* _Work to complete_
Print, exactly and completely, every entry in the data.

Items from a dataset
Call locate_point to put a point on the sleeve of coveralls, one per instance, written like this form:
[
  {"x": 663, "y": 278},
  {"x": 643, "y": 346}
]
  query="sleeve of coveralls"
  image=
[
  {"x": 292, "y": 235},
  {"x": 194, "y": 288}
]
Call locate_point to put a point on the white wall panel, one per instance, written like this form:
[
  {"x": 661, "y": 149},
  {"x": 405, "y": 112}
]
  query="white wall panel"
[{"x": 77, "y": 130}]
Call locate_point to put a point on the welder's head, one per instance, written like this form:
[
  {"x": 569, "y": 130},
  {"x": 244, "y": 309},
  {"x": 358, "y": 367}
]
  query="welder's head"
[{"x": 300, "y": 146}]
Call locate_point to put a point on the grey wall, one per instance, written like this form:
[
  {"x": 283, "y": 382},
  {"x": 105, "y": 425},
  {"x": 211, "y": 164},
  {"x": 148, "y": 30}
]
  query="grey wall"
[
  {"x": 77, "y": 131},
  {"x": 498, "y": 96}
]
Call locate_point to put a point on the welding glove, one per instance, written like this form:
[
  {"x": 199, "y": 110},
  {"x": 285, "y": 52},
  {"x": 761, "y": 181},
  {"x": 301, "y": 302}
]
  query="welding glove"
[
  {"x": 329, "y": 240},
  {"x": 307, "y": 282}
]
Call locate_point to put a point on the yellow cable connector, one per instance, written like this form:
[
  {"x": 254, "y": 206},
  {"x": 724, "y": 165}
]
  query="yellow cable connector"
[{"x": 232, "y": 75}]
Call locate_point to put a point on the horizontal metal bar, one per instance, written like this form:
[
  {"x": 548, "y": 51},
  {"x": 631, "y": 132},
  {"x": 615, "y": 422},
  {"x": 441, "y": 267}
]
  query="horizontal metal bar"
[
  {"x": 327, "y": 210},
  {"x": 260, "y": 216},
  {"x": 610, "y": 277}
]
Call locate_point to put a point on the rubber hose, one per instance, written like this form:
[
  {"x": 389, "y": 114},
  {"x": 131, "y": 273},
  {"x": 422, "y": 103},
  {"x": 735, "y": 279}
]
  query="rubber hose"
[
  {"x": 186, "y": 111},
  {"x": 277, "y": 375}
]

* _Answer below_
Call locate_point to put a point on the sleeve of coveralls, one per instance, written like this form:
[
  {"x": 663, "y": 278},
  {"x": 643, "y": 346}
]
  query="sleeve of coveralls"
  image=
[
  {"x": 292, "y": 235},
  {"x": 194, "y": 288}
]
Call locate_point to put a point on the white wall panel, one per instance, written like this form:
[
  {"x": 661, "y": 149},
  {"x": 405, "y": 112}
]
  query="white wall panel"
[{"x": 77, "y": 130}]
Call locate_point to put a point on the welder's head, one per instance, written like this form:
[
  {"x": 569, "y": 130},
  {"x": 244, "y": 309},
  {"x": 358, "y": 367}
]
  query="welder's head"
[{"x": 300, "y": 146}]
Call locate_point to put a point on the grey wall, one per instance, written like this form:
[
  {"x": 283, "y": 382},
  {"x": 105, "y": 425},
  {"x": 211, "y": 164},
  {"x": 148, "y": 30}
]
  query="grey wall"
[
  {"x": 77, "y": 131},
  {"x": 498, "y": 96}
]
Call locate_point to put a point on the welding glove, one per instance, written like this form:
[
  {"x": 199, "y": 110},
  {"x": 285, "y": 52},
  {"x": 761, "y": 181},
  {"x": 301, "y": 302}
]
  query="welding glove"
[
  {"x": 329, "y": 240},
  {"x": 307, "y": 282}
]
Call locate_point to put a point on the yellow cable connector, one per instance, written like this form:
[
  {"x": 254, "y": 206},
  {"x": 724, "y": 165}
]
  query="yellow cable connector"
[{"x": 232, "y": 75}]
Call locate_point to put a point on the horizontal metal bar, one per instance, written like this form:
[
  {"x": 548, "y": 51},
  {"x": 631, "y": 132},
  {"x": 615, "y": 422},
  {"x": 441, "y": 267}
]
  query="horizontal metal bar"
[
  {"x": 327, "y": 210},
  {"x": 260, "y": 216},
  {"x": 610, "y": 277}
]
Call locate_point to put a point on the rubber hose, one per instance, written like this form:
[
  {"x": 389, "y": 114},
  {"x": 131, "y": 273},
  {"x": 422, "y": 103},
  {"x": 735, "y": 279}
]
  query="rubber hose"
[
  {"x": 186, "y": 111},
  {"x": 277, "y": 375}
]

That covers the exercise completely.